> _Given task 1_
In the passage on scanners, what is a lexeme-tag pair called?
> _Given task 2_
Quote the passage on scanners between "Scanners operate by" and "has been scanned.", inclusive.

Photo by Edgar Chaparro on Unsplash

Scanners are a specialized tool to quickly identify patterns in text. They are a fundamental component in compilers, JSON parsers, and text processors. The scanner I am presenting is designed to process source code for a compiler, but the code and topics I will cover can be easily adapted for other uses.

How do Scanners Work?

Scanners use a series of patterns to produce lexemes. Each lexeme is a continuous substring of the input text. The lexemes are then selectively paired with a tag corresponding to the pattern. A lexeme-tag pair is called a token. There may or may not be a token for each lexeme depending on what patterns are relevant. More on this later.

Scanners operate by finding a pattern that accepts the current character. The scanner will then process the pattern until the text no longer matches. At this point, a lexeme has been identified. A list then records the location of each lexeme, and a token is created for patterns that are relevant to further processing. The scanner will then repeat the process of pattern finding. This continues until all text has been scanned.

Patterns

A pattern defines an acceptable sequence of characters. The pattern can look for an explicit order of characters: int is i + n+ t. It can also look for a general sequence like a regular expression. Figure 1 shows the pattern for numbers in JSON.

JSON number format from json.org [https://www.json.org/json-en.html]
Figure 1: Pattern for numbers in JSON — by json.org

Regular Expressions and Finite Automata

A regular expression defines a pattern using a set of rules stored in a string. The regular expression “[0–9]” will match with any number from 0 to 9.

However, regular expressions are not commonly used when making scanners. This is due to the complexity in acceptable patterns. Take the JSON number example in Figure 1. Producing a regular expression for it is possible, but it will certainly not be easy. Regular expressions also come with extra time overhead.

Finite automata are used to overcome the complexity and time penalty of regular expressions. There are multiple types of finite automata. The form most relevant to scanners are deterministic finite automata (DFA). A DFA is usually a hand coded function customized for each pattern. DFAs produce the same results as a regular expression, but they are faster and clearer.

The DFA searches for acceptance states in the text. In the JSON example, the acceptance states are number, fraction, and exponent. When the DFA finds an acceptance state it will record its current position. It then tries to progress to the next acceptance state. Once it can progress no further, the DFA returns the last accepted state and performs any necessary rollbacks.

Processing Numbers

First let’s cover how to produce a deterministic finite automata for numbers. We will use the pattern shown in Figure 1 as our guide. When processing a number, it can come in several forms. It can be an integer — 123. It can be a decimal — 4.2. Or it can be an exponent — 0.987e6.

The first step is to observe repetitions in the pattern. We can see that a decimal or exponent will contain integers. A decimal will be an integer.integer. An exponent will be an integer.integer(e|E)[+|-]integer. With this knowledge, we can create a tiered pattern.

> _Data shown_
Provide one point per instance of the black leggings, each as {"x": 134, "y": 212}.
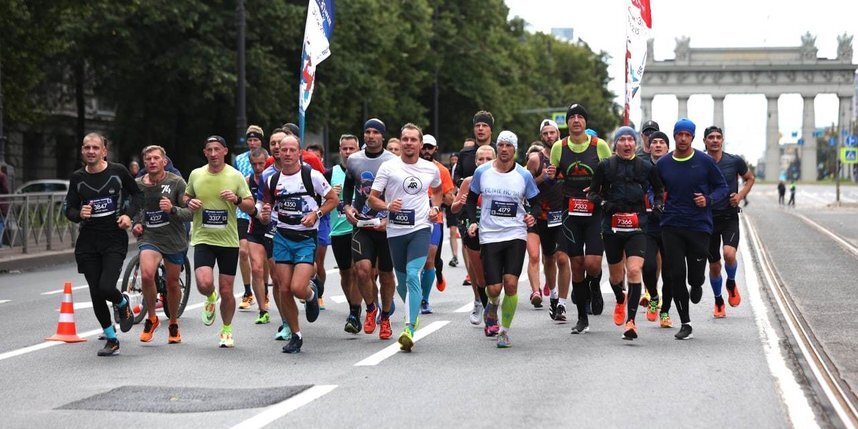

> _Final result 1_
A token.

> _Final result 2_
Scanners operate by finding a pattern that accepts the current character. The scanner will then process the pattern until the text no longer matches. At this point, a lexeme has been identified. A list then records the location of each lexeme, and a token is created for patterns that are relevant to further processing. The scanner will then repeat the process of pattern finding. This continues until all text has been scanned.